§ Exercise instructions
Print the material below verbatim, and leave the pictures out.

■ ■ ■ ■ ■ ■ ■

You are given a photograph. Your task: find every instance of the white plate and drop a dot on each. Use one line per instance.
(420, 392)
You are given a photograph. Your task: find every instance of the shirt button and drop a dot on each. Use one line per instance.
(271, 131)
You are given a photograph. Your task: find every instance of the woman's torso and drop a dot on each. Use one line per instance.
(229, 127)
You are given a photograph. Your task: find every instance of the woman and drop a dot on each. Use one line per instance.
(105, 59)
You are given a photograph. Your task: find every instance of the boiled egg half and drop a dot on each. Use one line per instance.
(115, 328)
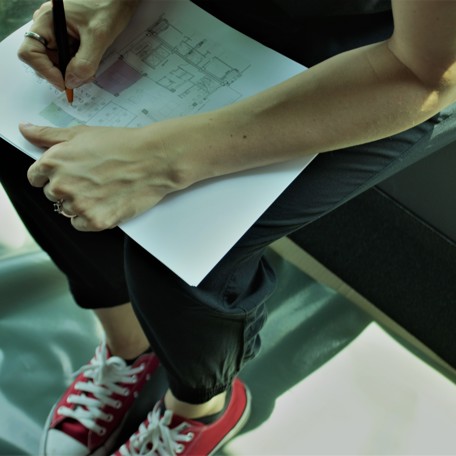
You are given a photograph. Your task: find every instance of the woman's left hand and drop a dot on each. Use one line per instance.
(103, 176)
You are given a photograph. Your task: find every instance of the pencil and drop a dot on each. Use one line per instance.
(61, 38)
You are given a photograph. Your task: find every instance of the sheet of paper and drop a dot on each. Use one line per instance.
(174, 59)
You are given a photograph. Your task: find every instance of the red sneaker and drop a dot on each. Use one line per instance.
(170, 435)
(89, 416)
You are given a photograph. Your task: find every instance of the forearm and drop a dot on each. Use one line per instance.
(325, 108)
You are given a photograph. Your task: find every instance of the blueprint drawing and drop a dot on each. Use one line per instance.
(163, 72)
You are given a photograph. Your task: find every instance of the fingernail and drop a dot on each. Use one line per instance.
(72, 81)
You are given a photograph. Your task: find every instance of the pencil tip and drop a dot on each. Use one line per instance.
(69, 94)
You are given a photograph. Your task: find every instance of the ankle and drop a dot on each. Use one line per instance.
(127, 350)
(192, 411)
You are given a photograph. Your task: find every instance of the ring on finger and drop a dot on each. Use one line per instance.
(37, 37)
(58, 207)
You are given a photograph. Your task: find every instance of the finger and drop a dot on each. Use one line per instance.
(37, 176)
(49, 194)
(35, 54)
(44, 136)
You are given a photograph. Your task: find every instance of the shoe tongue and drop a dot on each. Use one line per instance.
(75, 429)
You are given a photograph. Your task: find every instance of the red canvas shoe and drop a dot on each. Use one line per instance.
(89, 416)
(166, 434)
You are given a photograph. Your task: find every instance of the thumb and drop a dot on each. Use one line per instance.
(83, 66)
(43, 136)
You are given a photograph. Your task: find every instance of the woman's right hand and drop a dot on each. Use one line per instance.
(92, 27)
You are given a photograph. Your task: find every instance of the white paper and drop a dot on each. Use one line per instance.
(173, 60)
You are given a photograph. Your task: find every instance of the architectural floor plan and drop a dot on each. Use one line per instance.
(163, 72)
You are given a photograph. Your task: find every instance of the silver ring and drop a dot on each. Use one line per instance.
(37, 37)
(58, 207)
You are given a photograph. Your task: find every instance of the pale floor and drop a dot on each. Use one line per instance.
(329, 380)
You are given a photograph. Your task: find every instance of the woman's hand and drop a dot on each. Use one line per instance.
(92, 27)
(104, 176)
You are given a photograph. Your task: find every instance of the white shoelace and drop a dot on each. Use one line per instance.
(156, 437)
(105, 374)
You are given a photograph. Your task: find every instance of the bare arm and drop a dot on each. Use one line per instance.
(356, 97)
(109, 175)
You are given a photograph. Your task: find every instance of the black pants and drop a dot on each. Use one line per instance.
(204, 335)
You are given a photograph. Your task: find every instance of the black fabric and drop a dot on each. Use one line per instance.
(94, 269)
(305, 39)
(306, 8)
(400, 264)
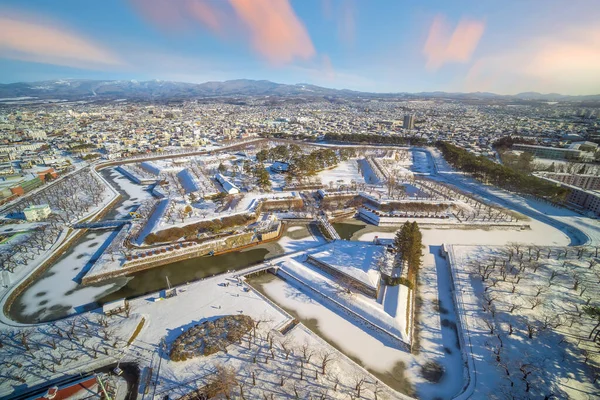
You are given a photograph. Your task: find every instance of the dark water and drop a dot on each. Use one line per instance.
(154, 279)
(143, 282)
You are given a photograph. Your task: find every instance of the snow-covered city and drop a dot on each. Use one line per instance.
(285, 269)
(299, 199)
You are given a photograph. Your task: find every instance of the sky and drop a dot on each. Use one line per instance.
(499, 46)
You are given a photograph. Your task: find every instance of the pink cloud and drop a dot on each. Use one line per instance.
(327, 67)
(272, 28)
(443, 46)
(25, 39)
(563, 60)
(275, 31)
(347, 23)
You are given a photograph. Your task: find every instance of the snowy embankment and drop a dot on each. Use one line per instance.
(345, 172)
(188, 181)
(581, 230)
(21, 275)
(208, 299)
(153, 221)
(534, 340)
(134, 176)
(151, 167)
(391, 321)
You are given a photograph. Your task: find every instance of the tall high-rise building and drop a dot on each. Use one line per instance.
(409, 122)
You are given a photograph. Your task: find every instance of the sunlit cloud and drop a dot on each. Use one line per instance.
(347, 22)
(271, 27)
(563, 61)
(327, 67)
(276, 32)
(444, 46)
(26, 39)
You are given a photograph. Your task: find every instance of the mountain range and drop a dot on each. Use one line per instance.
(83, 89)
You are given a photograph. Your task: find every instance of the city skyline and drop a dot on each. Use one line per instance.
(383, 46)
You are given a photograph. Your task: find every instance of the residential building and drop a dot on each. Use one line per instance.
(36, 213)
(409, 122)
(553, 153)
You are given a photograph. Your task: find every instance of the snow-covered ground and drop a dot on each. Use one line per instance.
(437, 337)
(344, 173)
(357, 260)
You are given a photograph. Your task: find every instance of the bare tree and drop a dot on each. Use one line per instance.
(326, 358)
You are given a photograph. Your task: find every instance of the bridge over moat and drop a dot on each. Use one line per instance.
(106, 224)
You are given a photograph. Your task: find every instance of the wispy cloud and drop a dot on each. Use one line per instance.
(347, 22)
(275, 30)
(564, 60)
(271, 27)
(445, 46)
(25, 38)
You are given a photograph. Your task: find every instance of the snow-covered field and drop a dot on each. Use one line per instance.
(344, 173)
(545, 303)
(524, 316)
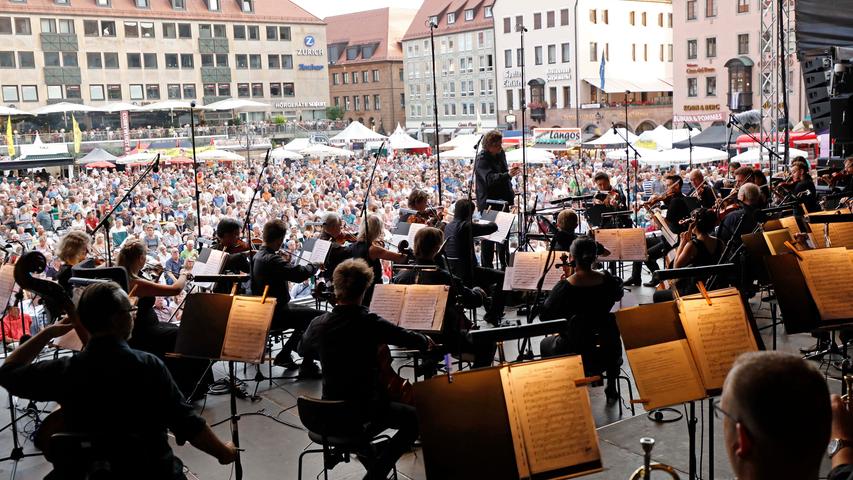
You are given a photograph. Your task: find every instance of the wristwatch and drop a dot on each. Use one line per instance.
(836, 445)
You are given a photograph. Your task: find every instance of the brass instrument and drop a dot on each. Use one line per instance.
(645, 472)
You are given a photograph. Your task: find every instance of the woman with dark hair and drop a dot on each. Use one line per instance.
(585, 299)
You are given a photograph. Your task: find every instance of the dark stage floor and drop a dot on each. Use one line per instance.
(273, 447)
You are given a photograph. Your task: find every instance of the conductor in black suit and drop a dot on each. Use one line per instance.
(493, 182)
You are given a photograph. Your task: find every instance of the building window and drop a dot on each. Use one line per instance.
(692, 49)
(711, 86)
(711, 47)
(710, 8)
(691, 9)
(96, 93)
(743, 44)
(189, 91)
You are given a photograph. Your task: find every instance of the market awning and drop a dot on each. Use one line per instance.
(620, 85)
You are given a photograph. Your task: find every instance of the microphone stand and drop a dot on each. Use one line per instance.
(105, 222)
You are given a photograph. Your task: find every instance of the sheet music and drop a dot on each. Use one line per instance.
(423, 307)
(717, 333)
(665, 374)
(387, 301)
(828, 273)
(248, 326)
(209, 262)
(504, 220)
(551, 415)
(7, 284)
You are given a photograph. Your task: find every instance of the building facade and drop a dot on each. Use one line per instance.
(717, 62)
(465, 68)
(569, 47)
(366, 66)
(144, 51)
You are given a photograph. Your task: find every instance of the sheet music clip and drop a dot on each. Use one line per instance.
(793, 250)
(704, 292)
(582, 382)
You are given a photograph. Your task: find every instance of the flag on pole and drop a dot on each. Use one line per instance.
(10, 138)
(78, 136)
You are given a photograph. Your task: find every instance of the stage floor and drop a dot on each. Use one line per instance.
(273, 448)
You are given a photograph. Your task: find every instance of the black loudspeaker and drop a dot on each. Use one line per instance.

■ ■ ■ ■ ■ ■ ■

§ Output of the task
You are given a photograph. Your task: find every instance of the white plate and drop a dot on each. Use one line per instance.
(420, 392)
You are given a photograph. Your task: find every instance of the shirt button and drop a dot on each. Use one line per instance.
(271, 131)
You are given a photograph. Your task: find every instance of the woman's torso and drop a dot on each. Use one line per instance.
(229, 127)
You are given a photograph. Your task: find every instance of the woman and drop a dot on each. Use one line per instance.
(105, 59)
You are given a photograph. Your task: find every instance of the boiled egg half and drop a dot on each. Use one line per instance.
(115, 328)
You are given a photograph. Your task: find every instance of the woman's left hand and drop a dot on each. Use one line per instance.
(103, 176)
You are given a photograph. Your task: find every instance of the pencil and drop a dot on each. Use one line per instance.
(61, 38)
You are given a photograph. Your task: find every instance of the sheet of paper and drop a dot on each. Use one line per instance.
(174, 59)
You are given a photograph. Your task: find every instance of the red sneaker and drop a dot on each. Use one line per instance.
(170, 435)
(89, 416)
You are given a photograph. Your task: find every instance of the forearm and drop a dot on each. Use one line per instance.
(325, 108)
You are given a photograph. Your task: find every instance of the blueprint drawing and drop a dot on each. Use one line per instance.
(163, 72)
You are given a photograph. Your task: find every instance of the fingernail and drop a dot on each. Use one line per instance.
(72, 81)
You are given a photograph. Your task: find every instance of the pencil tip and drop a dot on each. Use one line per instance.
(69, 94)
You are given a photograph. Your task: find every instance of the ankle and drop a dot on each. Use one line per instance.
(127, 350)
(192, 411)
You are given a photograph. Your task: find every instance of the ring on finger and drop a dot on each. Use one line per instance.
(37, 37)
(58, 207)
You are given a photograph. Your task: find every instance of the finger and drop a dot on each. Use one line per instance.
(37, 176)
(49, 194)
(35, 54)
(44, 136)
You are given a photograph. Your task: find every instance of the shoe tongue and drop a dot on each. Use one line per instance.
(75, 429)
You are given a photograph. Your task: find every instance of the red canvas shoe and drop a dot on each. Use one line per instance.
(89, 416)
(166, 434)
You are given a photograph. Your task: find every instance of the thumb and drop a dot on each. Use one line per instance.
(83, 66)
(43, 136)
You are given a photograph. Your task: find every instance of the woman's right hand and drop a dot on each. Use one line per instance.
(92, 27)
You are given a photograph. Your task: find every instance of the white paper and drop a dot on each. Use one line per instance.
(173, 60)
You are given a photograph. Your task: find every instance of the architectural floor plan and drop a dot on each. Use one line per instance.
(163, 72)
You are given a photograph. Your task: find every instance of the silver ring and drop a dot on each. Use one line per instance.
(37, 37)
(58, 207)
You are given a photograph. Your task: find every instance of the pale floor and drop a dot on each. Use one line per instance.
(329, 380)
You are given a photograph. Your task: find every instance of the woman's hand and drop a dot on each. Use one line per instance.
(92, 27)
(104, 176)
You are given a photograph. Your task: find every instance of the white shoelace and drop a dot on each. Use one line per instance.
(156, 437)
(105, 374)
You are given a photograph. Your task: find every instance of the bare arm and drop a dot on each. Use one line per instance.
(356, 97)
(109, 175)
You are given a photograph. Your task: find every instance of the black pants and drop a dot on each. Use one line per instance.
(204, 335)
You are given a photograph. Your task: find every instance of the black fabric and drop a dot on each. Use one line per instance.
(94, 269)
(305, 39)
(306, 8)
(400, 264)
You are given a photograph. Your task: find every instance of the dark water and drop a dot on each. Use one line per instance.
(154, 279)
(143, 282)
You are given a photograph. Your task: find every instance of the snow-covered city and drop a dot on each. Use one line per instance.
(285, 269)
(299, 199)
You are given a photograph. Your task: find every instance of the sky and drop a dot on each. Use one line per instance.
(499, 46)
You are given a photograph. Your task: find every instance of the pink cloud and drop a dot on each. Use one line per instance.
(327, 67)
(272, 28)
(443, 46)
(25, 39)
(563, 60)
(275, 31)
(347, 23)
You are given a photograph. Your task: find every instance of the snowy embankment and drop a dot on each. Use one line per instance.
(345, 172)
(188, 181)
(581, 230)
(21, 275)
(208, 299)
(153, 221)
(534, 340)
(134, 176)
(151, 167)
(391, 321)
You are given a photograph. Your task: find every instance of the tall high-rise building and drop a dot on each. Use one line per instance.
(409, 122)
You are given a photograph. Your task: find every instance of the sunlit cloud and drop a dot on each. Use one line per instance.
(347, 22)
(271, 27)
(563, 61)
(327, 67)
(276, 32)
(444, 46)
(26, 39)
You are given a photograph. Your task: find every instance of the mountain range and drop a dot on each. Use one line per instance.
(83, 89)
You are given a photograph. Your task: find every instance of the city skyline and drop a dot on each. Use one line per instance.
(383, 46)
You are given a photograph. Your task: find every instance of the residential building and drop a dot on each. Use one line per instance.
(36, 213)
(409, 122)
(553, 153)
You are given a photograph. Your task: find every instance of the snow-covered ground and drop a dot on each. Use one line per instance.
(437, 337)
(344, 173)
(357, 260)
You are given a photograph. Your task: find every instance of the bare tree and drop a dot on each. Use one line per instance.
(326, 358)
You are given a photograph. Your task: find every instance of the bridge over moat and drop a dot on each. Use one line per instance.
(106, 224)
You are given a photograph. Your task: find every instance of the wispy cloud and drop a dot on each. Use one line per instance.
(347, 22)
(275, 30)
(564, 60)
(271, 27)
(445, 46)
(25, 38)
You are given a photograph. Your task: find every instance of the snow-covered field and drop a dot on each. Use one line per instance.
(344, 173)
(545, 303)
(524, 316)
You are given a photograph. Your task: find every instance of the wristwatch and drop a dot on each. Use one line per instance.
(836, 445)
You are given a photograph. Your task: find every instance of the brass instrument and drop a dot on each. Use one line per instance.
(645, 472)
You are given a photograph. Your task: find every instance of the woman with dark hair and drop a dot on each. Use one line per instance.
(585, 299)
You are given a photograph. Your task: find every instance of the dark stage floor and drop a dot on each. Use one line per instance.
(273, 447)
You are given a photograph. Your task: find every instance of the conductor in black suit and drop a dot on each. Use one line per instance.
(493, 182)
You are given a photograph. Your task: find every instance of the building window and drop a dot on each. Use one line per instance.
(692, 49)
(711, 86)
(711, 47)
(710, 8)
(691, 9)
(96, 93)
(743, 44)
(189, 91)
You are given a photograph. Your task: find every instance of the market awning and drop a dot on each. Use one line per instance.
(620, 85)
You are given a photograph. Your task: find every instance of the microphone stand and drop a dot on each. Use one line per instance.
(105, 222)
You are given a photograph. Your task: find every instance of the sheet music and drop a dot on each. Use one line per instance.
(423, 307)
(717, 333)
(665, 374)
(387, 301)
(828, 273)
(248, 326)
(209, 262)
(504, 220)
(551, 415)
(7, 284)
You are given a photograph. Your task: find every instance of the building facade and drop a dot on each. Use one line per instance.
(717, 62)
(465, 68)
(569, 47)
(366, 66)
(144, 51)
You are given a photograph. Your task: find every instance of the sheet music clip and drop a dot on each. Use one line per instance.
(793, 250)
(704, 292)
(582, 382)
You are given a photograph. Your task: find every instance of the flag on pole and drop a dot on each. Use one line per instance.
(10, 138)
(78, 136)
You are given a photograph. Your task: find every instance of the stage floor and drop a dot on each. Use one line per instance.
(273, 448)
You are given a photograph. Your task: find every instance of the black loudspeaker and drop a dot on each. Use one line per instance.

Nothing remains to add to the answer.